→ **MATERIAL FOR THE TASK**
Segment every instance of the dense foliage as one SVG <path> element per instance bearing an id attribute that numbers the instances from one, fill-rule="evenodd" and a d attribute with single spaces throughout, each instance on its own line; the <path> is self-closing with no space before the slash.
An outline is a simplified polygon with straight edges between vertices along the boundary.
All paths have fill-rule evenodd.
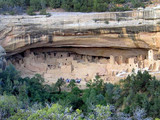
<path id="1" fill-rule="evenodd" d="M 45 10 L 46 7 L 63 8 L 75 12 L 124 11 L 144 7 L 148 0 L 0 0 L 0 11 L 22 13 L 25 9 L 32 11 Z M 14 12 L 14 13 L 13 13 Z"/>
<path id="2" fill-rule="evenodd" d="M 146 71 L 119 84 L 96 76 L 84 90 L 75 80 L 46 85 L 40 75 L 22 78 L 12 65 L 0 73 L 0 119 L 158 120 L 159 101 L 160 81 Z"/>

→ **DIRECTION**
Rewrite the listing above, replacing "straight edges" with "line segments" and keeping everything else the same. Leave out the pictures.

→ **IN RESPONSE**
Segment every instance of the dense foliage as one SVG <path> element per instance bearing an id attribute that numbers the instances from one, fill-rule="evenodd" and a d attribute with single spaces throughout, each instance on its own line; the <path> is self-closing with no space before the slash.
An outline is a simplified polygon with line segments between vertices along the boundary.
All paths have fill-rule evenodd.
<path id="1" fill-rule="evenodd" d="M 45 10 L 46 7 L 63 8 L 75 12 L 124 11 L 144 7 L 148 0 L 0 0 L 0 11 L 22 13 L 25 9 L 32 11 Z M 14 12 L 14 13 L 13 13 Z"/>
<path id="2" fill-rule="evenodd" d="M 146 71 L 119 84 L 96 76 L 84 90 L 75 80 L 46 85 L 40 75 L 22 78 L 12 65 L 0 73 L 0 119 L 158 120 L 159 101 L 160 81 Z"/>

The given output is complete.